> The request: Locate every line in the rows below that contains the string "hanging", matching case exactly, and copy each of those lines.

> Data section:
• • • • • • •

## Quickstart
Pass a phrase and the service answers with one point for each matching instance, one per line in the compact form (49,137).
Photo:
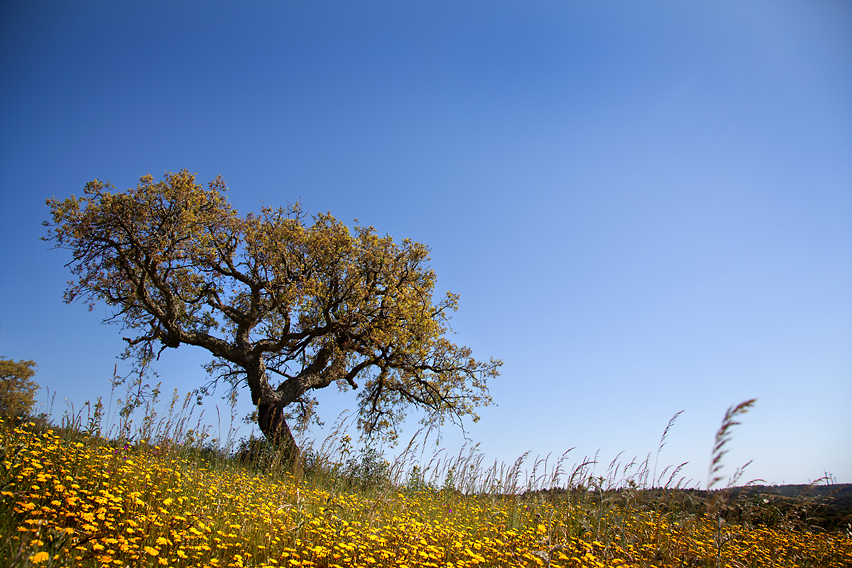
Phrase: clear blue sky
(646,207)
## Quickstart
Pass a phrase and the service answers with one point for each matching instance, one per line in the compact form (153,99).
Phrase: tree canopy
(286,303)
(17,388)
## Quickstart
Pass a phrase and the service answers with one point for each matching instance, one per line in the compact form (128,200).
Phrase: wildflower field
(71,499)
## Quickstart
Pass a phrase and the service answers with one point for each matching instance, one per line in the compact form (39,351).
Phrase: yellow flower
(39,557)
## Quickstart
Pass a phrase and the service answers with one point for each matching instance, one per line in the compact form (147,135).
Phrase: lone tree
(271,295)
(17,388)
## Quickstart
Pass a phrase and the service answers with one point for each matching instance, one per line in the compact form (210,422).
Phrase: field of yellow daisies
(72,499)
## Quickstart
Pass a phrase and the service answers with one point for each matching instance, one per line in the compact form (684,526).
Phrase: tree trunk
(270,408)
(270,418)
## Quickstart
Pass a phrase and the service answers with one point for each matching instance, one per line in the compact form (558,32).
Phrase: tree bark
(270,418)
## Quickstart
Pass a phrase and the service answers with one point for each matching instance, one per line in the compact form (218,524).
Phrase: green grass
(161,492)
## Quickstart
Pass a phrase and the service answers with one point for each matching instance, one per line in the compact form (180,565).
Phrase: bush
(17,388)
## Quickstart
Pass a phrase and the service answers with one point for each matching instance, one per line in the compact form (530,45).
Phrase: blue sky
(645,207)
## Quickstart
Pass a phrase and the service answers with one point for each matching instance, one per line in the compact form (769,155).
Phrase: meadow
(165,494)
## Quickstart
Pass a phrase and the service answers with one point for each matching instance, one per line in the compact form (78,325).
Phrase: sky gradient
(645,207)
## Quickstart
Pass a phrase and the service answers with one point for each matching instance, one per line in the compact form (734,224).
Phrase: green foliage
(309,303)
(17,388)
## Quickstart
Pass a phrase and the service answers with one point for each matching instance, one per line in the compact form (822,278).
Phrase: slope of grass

• • • • • • •

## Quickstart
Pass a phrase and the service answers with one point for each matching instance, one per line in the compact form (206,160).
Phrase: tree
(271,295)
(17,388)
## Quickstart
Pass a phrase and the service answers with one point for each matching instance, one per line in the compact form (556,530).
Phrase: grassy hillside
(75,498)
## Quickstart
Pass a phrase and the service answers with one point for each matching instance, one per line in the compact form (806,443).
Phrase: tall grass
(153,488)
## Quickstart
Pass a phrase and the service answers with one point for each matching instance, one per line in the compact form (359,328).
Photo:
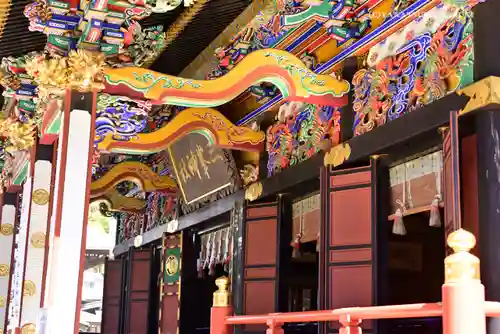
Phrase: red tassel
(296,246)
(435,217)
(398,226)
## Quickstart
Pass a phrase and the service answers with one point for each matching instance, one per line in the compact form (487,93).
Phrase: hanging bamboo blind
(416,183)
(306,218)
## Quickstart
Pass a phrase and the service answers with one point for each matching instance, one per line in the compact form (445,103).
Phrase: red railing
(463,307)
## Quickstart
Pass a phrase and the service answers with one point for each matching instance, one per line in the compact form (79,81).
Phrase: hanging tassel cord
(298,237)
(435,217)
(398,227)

• • • • • • •

> Solved exercise:
Phrase: hanging bamboo blind
Phrase: hanging tassel cord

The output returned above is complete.